» TASK STATEMENT:
Return only the line that contains "Guideline: for every instance of the snow-covered roof, the" and each line after it, through the last line of the data below, copied exactly.

Photo-based point labeling data:
= = =

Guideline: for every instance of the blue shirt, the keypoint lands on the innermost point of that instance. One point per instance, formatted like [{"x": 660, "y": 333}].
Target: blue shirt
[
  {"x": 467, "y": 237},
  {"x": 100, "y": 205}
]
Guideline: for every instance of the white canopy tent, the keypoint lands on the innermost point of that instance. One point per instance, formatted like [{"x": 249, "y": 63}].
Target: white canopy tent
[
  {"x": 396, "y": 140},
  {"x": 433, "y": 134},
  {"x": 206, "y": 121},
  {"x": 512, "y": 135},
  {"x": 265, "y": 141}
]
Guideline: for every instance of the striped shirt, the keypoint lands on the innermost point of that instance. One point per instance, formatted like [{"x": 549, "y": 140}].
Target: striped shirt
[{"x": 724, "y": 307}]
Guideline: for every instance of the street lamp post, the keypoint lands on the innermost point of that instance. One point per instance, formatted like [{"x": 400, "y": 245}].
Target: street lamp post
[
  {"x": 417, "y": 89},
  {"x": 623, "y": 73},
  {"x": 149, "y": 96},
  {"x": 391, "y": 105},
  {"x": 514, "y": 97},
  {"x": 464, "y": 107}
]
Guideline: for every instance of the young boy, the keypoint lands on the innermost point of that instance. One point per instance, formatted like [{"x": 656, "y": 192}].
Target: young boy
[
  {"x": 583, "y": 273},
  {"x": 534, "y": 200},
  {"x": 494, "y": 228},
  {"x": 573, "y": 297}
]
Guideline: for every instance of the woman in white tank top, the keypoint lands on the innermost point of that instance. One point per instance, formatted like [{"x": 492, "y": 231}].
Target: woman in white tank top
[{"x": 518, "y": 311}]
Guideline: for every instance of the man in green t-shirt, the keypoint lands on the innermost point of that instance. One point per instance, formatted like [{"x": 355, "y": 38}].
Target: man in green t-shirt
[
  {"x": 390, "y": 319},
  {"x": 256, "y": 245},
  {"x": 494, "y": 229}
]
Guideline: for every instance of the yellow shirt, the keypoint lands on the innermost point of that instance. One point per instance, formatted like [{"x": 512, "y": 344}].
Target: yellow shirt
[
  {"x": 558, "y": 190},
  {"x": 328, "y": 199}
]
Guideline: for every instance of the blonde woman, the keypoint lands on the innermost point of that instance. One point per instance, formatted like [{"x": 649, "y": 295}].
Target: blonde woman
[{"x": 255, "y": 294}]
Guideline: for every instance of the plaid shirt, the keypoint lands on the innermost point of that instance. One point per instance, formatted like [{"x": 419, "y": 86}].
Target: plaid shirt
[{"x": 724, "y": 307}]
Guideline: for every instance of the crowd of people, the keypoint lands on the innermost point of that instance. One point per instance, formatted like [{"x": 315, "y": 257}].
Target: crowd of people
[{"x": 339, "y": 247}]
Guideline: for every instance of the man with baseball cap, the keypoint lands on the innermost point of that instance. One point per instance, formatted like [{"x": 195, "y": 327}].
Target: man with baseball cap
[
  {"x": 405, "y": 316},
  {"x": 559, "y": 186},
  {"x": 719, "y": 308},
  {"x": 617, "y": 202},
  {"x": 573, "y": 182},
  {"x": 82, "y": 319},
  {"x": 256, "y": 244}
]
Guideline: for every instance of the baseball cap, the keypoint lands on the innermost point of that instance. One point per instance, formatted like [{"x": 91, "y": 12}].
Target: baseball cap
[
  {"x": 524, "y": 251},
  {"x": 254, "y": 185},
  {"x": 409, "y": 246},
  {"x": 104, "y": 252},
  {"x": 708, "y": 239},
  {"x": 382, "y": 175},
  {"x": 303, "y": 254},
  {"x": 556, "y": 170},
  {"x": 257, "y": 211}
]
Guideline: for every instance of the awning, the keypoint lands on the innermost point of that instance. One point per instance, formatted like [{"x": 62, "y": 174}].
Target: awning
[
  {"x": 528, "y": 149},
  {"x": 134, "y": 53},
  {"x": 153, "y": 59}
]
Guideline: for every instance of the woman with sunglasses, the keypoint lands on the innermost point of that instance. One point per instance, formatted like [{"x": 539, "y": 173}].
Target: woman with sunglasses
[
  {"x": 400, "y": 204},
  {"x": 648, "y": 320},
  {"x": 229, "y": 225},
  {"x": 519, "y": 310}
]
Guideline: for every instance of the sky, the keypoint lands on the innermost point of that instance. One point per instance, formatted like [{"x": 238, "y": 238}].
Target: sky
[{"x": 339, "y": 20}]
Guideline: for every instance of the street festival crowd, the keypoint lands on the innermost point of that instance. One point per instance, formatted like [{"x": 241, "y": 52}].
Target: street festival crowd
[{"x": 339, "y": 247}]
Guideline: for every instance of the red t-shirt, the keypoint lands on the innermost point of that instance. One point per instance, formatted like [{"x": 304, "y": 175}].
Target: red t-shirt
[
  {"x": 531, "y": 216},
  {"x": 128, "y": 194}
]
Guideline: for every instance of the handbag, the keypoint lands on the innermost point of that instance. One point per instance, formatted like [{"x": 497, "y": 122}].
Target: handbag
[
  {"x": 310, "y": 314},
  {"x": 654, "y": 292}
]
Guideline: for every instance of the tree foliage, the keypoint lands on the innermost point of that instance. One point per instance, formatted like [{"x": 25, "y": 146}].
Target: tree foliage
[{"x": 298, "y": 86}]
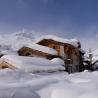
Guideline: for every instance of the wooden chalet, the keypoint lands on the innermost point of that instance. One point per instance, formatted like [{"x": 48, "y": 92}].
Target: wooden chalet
[
  {"x": 68, "y": 50},
  {"x": 36, "y": 50}
]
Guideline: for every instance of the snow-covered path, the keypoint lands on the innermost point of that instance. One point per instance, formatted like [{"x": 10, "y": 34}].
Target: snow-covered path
[{"x": 17, "y": 84}]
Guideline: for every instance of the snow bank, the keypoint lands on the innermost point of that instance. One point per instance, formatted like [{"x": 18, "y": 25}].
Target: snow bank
[
  {"x": 32, "y": 64},
  {"x": 42, "y": 48},
  {"x": 18, "y": 84}
]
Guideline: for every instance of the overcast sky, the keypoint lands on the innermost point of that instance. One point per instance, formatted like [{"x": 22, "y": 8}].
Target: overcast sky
[{"x": 65, "y": 18}]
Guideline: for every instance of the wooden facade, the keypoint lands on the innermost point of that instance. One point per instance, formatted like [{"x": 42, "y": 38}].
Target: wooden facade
[
  {"x": 4, "y": 64},
  {"x": 69, "y": 53}
]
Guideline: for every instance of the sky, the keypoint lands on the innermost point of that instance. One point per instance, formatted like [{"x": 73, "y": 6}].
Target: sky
[{"x": 65, "y": 18}]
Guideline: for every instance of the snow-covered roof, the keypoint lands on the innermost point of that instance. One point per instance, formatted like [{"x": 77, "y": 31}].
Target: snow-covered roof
[
  {"x": 9, "y": 52},
  {"x": 73, "y": 42},
  {"x": 42, "y": 48},
  {"x": 31, "y": 64}
]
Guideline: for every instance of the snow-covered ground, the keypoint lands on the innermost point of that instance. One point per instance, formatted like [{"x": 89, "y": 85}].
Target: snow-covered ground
[
  {"x": 33, "y": 64},
  {"x": 18, "y": 84}
]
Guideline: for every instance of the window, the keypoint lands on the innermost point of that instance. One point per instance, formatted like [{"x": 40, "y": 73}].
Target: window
[{"x": 28, "y": 54}]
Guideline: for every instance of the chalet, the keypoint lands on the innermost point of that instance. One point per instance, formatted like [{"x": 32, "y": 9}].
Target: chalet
[
  {"x": 35, "y": 50},
  {"x": 69, "y": 50}
]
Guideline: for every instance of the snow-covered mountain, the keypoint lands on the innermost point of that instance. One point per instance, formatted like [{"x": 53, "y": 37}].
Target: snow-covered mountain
[{"x": 14, "y": 41}]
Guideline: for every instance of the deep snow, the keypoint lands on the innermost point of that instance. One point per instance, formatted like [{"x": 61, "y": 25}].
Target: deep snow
[{"x": 18, "y": 84}]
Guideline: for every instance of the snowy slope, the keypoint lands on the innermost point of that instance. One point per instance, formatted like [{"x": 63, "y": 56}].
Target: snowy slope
[
  {"x": 16, "y": 84},
  {"x": 32, "y": 64}
]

= = =

» WRITTEN SOLUTION:
Guideline: for every instance of the snow-covered roof, the keypoint lands on the innermost point of that instance. One point per instance, formatted like [{"x": 77, "y": 31}].
Target: snow-covered roof
[
  {"x": 9, "y": 52},
  {"x": 73, "y": 42},
  {"x": 42, "y": 48},
  {"x": 31, "y": 64}
]
Guideline: for every instance of the snow-covered ground, the keypoint lands on the innermost point of that instance. One point per instance, formatted like [{"x": 89, "y": 85}].
Target: snow-covered ground
[
  {"x": 33, "y": 64},
  {"x": 18, "y": 84}
]
Guideline: for every instance of the window, the keypoint lands on the innermost point of that instance. One point per instance, formatted like [{"x": 40, "y": 73}].
Target: window
[{"x": 28, "y": 54}]
Guideline: for every instance of the chalet, the keypoint lands on the innermost point of that instance. One point per instance, formatted like [{"x": 32, "y": 9}].
Target: chalet
[
  {"x": 35, "y": 50},
  {"x": 69, "y": 50}
]
Guideline: for every instance of the snow-covered mountain, the keypoint lands on the innermost point of that instance. One point per instance, formatted like [{"x": 53, "y": 37}].
Target: snow-covered mountain
[{"x": 14, "y": 41}]
Guideline: for every instance of the deep snow, the keypoint lands on the innermost point of that instance. One point per instance, formatted like [{"x": 61, "y": 25}].
Target: deep snow
[{"x": 18, "y": 84}]
Guideline: for every instance of the snowy slope, the keypoint lands on the innermost point of that instance. One point per instance, formatted like [{"x": 63, "y": 56}].
Target: snowy slope
[
  {"x": 16, "y": 84},
  {"x": 32, "y": 64}
]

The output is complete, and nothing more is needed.